▶ **PROBLEM STATEMENT**:
Write out each line of the entries below that holds the word "wood".

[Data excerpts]
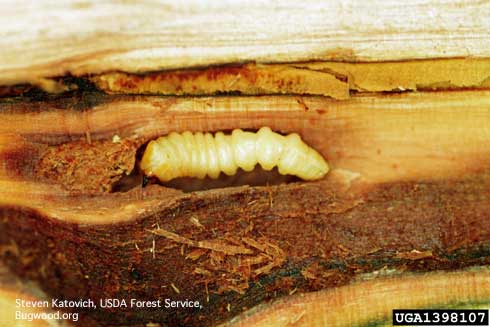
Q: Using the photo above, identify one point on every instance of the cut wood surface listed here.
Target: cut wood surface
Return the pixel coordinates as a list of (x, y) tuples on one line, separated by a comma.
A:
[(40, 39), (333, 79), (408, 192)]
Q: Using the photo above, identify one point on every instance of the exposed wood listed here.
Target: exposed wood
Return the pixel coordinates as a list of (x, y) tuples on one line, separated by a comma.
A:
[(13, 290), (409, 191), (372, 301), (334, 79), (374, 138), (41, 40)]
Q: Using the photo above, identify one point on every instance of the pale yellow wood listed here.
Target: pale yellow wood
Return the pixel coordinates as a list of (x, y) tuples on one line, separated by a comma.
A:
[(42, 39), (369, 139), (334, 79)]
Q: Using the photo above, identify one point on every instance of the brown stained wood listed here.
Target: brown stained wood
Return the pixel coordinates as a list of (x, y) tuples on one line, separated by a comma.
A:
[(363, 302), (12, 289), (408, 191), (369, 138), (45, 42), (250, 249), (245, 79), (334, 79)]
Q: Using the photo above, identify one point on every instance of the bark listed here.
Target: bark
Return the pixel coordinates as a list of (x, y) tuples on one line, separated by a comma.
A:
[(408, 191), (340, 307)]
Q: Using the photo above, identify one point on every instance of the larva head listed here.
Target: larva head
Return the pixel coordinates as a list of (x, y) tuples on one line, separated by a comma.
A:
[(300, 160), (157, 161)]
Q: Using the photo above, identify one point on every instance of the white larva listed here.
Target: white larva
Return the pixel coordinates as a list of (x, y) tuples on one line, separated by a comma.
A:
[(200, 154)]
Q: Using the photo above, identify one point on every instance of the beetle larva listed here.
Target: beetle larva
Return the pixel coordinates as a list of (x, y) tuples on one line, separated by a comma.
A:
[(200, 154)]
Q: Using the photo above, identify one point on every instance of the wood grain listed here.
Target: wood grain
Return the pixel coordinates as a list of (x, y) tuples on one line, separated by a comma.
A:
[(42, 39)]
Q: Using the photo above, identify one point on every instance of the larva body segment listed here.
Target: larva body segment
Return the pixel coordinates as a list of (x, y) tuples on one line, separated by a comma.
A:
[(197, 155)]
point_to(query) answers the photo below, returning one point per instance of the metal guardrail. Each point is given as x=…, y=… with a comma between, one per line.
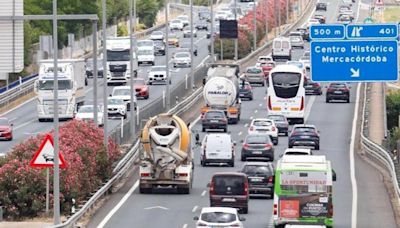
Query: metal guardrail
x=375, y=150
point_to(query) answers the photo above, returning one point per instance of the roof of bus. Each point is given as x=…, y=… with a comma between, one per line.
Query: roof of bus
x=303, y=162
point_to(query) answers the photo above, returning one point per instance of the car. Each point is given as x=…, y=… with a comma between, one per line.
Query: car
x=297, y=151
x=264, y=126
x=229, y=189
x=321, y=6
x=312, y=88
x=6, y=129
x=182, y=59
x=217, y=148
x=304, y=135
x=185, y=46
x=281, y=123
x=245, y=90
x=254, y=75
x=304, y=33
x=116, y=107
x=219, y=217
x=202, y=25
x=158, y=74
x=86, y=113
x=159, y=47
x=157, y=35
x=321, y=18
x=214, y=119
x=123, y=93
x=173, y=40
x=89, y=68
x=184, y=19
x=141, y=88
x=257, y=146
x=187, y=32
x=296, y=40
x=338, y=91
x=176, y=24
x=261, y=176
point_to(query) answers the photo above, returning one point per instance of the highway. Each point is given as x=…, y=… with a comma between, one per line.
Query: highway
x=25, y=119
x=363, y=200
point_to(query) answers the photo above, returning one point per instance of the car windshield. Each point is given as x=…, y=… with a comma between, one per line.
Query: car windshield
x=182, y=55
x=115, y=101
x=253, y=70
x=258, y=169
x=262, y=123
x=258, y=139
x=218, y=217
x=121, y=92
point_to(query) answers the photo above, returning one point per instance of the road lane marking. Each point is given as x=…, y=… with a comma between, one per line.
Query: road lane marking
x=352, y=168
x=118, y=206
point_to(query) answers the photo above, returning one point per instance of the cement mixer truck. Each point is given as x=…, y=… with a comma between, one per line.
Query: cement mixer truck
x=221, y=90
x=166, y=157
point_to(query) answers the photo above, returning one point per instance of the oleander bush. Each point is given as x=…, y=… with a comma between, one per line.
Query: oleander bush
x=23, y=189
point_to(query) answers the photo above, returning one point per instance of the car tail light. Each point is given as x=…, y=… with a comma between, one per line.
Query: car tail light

...

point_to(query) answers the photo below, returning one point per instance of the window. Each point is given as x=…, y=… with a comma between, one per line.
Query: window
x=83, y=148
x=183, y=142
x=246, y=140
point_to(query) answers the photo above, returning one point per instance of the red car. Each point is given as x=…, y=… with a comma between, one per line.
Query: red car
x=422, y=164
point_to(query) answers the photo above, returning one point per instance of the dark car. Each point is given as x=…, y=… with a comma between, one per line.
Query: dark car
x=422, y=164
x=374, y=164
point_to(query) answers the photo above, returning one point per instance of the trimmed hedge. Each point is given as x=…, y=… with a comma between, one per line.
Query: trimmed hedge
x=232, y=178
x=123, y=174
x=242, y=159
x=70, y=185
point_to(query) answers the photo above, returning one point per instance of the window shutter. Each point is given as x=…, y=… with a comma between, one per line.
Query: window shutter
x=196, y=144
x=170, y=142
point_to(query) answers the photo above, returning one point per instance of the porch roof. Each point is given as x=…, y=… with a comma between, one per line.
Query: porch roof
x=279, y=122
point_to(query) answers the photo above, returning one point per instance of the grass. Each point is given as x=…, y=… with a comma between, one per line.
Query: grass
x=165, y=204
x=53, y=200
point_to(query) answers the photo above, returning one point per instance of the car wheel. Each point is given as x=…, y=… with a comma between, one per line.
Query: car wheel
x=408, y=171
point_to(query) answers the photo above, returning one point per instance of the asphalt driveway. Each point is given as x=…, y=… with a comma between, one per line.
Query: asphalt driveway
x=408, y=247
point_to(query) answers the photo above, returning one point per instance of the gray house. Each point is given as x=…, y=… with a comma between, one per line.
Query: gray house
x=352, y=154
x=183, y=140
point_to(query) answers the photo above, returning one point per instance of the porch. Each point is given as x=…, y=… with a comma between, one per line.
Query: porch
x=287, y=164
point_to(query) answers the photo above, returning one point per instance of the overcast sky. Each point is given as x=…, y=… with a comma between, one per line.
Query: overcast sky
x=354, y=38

▶ **TASK RESULT**:
Q: Using the photo above, identify one point on every instance of the cut wood surface listed here.
Target: cut wood surface
Q: Using the photo above, identify one point on every instance of the exposed wood listed here.
Target: exposed wood
Q: Using the photo above, identify one point on every instance of the pale yellow wood listed here.
Target: pale yellow wood
Q: Using the photo above, identify one point on every instance of the brown stained wood listed here.
Target: brown stained wood
Q: Using the photo above, identify one point on every instance of the wood grain listed here.
Target: wood grain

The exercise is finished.